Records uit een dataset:
###

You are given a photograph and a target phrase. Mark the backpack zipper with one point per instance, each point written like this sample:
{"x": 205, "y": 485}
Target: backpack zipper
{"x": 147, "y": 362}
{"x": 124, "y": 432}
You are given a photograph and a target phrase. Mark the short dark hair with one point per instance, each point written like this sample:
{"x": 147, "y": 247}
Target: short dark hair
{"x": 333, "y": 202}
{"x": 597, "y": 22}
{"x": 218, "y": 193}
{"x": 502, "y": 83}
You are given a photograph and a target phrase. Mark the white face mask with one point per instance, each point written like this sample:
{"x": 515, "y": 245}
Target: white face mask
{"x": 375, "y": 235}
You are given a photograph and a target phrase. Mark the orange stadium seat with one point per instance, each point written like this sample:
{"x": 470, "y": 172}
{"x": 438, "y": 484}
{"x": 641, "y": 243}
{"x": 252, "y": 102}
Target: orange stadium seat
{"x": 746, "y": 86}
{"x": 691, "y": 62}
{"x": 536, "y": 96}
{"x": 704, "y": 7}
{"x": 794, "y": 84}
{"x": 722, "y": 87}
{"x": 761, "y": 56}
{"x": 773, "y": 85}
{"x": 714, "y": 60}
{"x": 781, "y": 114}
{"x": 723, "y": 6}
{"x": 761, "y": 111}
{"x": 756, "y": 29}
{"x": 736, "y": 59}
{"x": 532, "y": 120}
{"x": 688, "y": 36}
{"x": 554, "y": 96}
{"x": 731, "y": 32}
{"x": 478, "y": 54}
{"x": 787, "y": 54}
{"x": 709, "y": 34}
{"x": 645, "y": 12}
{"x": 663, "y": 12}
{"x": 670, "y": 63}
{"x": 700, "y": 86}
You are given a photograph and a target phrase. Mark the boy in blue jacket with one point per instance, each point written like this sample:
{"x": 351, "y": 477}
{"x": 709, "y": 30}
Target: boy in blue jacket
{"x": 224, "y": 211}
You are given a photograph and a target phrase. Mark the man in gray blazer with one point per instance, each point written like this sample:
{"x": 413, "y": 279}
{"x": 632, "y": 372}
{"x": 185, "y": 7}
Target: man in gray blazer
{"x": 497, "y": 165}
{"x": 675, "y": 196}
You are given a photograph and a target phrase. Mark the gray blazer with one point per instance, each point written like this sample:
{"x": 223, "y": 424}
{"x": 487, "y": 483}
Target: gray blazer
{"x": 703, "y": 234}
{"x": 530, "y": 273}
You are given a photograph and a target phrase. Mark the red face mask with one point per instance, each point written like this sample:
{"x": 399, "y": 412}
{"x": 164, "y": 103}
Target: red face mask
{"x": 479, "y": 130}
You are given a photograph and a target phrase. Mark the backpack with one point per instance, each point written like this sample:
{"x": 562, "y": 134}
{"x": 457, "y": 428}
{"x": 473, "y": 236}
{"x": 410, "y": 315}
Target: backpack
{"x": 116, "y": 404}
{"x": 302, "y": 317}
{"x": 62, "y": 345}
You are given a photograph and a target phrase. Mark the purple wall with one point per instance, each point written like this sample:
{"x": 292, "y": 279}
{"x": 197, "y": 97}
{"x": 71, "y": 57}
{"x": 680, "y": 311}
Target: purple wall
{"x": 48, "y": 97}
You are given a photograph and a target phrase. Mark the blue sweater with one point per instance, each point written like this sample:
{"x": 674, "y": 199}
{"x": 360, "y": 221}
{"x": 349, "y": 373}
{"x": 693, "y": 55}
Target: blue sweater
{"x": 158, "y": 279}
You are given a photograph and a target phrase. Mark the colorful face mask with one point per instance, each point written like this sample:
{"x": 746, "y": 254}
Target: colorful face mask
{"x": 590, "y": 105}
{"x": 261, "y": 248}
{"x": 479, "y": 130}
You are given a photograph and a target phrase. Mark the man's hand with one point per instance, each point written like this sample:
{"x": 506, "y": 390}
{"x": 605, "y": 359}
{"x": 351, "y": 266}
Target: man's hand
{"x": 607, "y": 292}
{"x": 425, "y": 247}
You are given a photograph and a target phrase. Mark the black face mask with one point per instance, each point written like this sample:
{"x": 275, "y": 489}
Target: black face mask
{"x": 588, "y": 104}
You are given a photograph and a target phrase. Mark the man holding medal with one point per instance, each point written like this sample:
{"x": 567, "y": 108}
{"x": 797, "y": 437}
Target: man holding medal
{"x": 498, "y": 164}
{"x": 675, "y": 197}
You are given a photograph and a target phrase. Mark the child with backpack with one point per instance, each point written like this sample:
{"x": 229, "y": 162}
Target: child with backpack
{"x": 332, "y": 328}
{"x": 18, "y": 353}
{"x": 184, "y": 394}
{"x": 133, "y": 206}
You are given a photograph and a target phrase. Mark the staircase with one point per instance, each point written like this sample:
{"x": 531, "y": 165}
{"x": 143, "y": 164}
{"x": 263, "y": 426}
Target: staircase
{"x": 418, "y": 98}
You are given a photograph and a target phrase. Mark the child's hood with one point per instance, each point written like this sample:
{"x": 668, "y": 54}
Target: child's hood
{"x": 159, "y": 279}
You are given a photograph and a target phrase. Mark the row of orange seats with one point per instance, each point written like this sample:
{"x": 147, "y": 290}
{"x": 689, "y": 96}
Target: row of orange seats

###

→ **Gegeven opgave**
Neem de regels uit de gegevens hierboven ongewijzigd over, van de regel met "Mark the staircase" tot en met het einde van de gegevens, met die eerste en de laatste regel erbij.

→ **Uitvoer van opdracht**
You are given a photograph and a target phrase. Mark the staircase with one point per instance, each point written like this sample:
{"x": 531, "y": 165}
{"x": 143, "y": 164}
{"x": 263, "y": 426}
Target: staircase
{"x": 418, "y": 98}
You are given a photograph and a target phrase. Mark the child's hood with one point per instance, each point written like this sample:
{"x": 668, "y": 54}
Target: child's hood
{"x": 159, "y": 279}
You are given a photograph and a target phrase. Mark the row of orange seats with one point per instance, each point written like this sample:
{"x": 147, "y": 290}
{"x": 689, "y": 96}
Target: row of orange seats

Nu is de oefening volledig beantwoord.